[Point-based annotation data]
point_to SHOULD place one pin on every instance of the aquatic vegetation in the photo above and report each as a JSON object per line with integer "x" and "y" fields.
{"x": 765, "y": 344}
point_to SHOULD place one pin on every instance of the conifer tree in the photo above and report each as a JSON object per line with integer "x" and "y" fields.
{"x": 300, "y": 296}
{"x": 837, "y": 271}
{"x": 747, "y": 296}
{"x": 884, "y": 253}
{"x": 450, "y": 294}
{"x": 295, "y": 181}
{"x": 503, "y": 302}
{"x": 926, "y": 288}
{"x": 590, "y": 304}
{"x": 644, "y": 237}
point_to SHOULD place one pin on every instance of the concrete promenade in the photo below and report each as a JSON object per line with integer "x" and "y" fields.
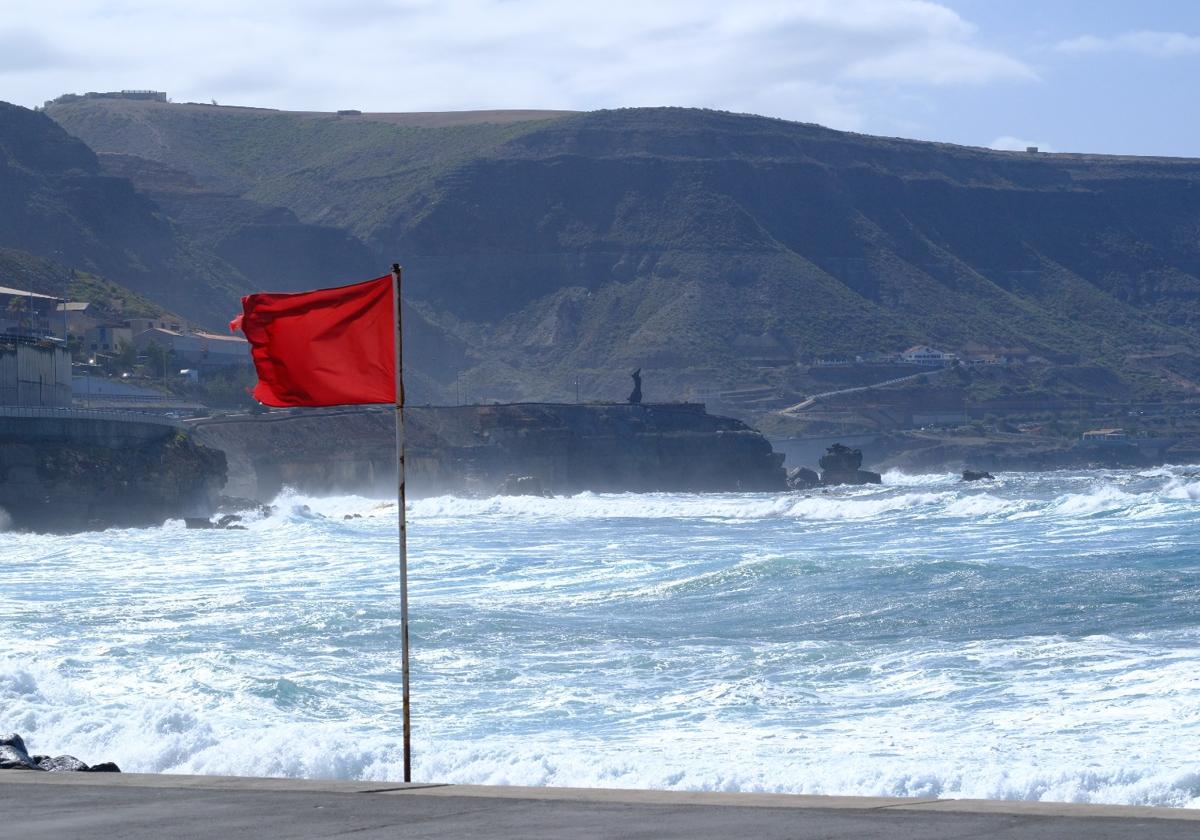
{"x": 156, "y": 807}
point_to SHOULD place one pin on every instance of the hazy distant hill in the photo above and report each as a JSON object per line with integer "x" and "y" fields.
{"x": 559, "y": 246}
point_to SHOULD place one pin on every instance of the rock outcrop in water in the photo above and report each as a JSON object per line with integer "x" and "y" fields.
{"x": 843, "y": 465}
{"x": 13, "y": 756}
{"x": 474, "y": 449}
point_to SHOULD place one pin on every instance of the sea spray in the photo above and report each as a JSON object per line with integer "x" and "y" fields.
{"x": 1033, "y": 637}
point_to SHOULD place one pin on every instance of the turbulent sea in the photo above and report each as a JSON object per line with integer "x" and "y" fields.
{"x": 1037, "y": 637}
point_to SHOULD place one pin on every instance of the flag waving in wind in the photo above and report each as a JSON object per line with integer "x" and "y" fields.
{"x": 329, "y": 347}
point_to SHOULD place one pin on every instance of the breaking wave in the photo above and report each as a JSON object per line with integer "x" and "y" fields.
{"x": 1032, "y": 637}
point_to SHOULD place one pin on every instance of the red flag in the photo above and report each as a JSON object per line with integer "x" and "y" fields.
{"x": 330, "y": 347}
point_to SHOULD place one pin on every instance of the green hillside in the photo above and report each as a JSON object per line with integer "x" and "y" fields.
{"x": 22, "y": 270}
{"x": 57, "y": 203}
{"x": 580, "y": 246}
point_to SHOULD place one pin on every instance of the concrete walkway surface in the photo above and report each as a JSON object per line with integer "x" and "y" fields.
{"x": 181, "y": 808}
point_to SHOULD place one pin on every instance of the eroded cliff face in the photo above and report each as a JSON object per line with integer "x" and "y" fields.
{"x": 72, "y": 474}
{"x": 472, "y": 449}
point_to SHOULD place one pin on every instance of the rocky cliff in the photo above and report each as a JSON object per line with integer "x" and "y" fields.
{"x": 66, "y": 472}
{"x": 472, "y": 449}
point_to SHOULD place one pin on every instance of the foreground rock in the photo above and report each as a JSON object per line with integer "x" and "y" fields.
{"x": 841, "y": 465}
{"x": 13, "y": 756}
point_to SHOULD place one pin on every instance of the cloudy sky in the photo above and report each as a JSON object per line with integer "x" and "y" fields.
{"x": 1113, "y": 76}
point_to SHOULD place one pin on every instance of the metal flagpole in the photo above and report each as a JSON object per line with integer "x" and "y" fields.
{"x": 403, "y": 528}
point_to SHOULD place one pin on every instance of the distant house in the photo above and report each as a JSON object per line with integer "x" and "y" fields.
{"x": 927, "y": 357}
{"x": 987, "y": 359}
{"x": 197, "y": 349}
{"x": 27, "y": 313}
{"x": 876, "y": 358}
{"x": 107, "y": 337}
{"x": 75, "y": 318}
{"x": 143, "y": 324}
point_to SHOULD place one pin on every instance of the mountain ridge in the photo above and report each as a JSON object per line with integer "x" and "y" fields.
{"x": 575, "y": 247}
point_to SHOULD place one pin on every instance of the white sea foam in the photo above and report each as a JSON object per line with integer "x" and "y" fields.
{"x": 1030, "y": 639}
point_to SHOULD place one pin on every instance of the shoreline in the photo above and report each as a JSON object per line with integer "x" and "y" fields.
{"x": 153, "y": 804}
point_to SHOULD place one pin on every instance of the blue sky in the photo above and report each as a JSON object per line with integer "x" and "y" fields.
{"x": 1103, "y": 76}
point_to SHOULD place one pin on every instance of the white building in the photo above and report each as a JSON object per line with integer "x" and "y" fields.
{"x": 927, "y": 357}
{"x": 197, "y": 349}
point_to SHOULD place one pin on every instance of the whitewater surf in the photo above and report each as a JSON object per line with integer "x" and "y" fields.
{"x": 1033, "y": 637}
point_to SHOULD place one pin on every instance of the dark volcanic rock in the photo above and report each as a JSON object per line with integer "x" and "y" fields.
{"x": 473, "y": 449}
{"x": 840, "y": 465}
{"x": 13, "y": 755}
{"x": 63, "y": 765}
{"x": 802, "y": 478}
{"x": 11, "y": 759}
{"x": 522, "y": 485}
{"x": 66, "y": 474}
---
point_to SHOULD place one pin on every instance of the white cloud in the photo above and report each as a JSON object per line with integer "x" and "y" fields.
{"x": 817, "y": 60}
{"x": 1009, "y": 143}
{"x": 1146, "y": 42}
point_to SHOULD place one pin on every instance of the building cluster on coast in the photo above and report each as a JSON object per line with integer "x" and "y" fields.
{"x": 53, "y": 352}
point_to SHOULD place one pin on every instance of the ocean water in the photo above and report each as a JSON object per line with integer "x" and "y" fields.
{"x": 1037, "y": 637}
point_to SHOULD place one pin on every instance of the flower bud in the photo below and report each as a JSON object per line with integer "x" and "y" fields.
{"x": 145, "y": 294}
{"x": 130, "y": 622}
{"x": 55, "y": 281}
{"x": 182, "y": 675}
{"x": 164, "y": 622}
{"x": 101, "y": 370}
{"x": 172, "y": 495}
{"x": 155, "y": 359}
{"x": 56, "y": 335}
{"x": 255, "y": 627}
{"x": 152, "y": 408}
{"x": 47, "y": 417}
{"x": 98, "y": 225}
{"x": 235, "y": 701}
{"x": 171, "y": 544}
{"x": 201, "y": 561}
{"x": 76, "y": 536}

### STATED GOAL
Gather every line of the listing above that contains the string "concrete". Case counts.

### WRITTEN SOLUTION
point_to SHOULD place one pin on every instance of the concrete promenade in the photo below and report each as a JSON object per line with integer "x" and "y" fields.
point_to SHOULD place one pin on every instance of the concrete walkway surface in the photo above and report each as a JSON object per line with integer "x" and "y" fields.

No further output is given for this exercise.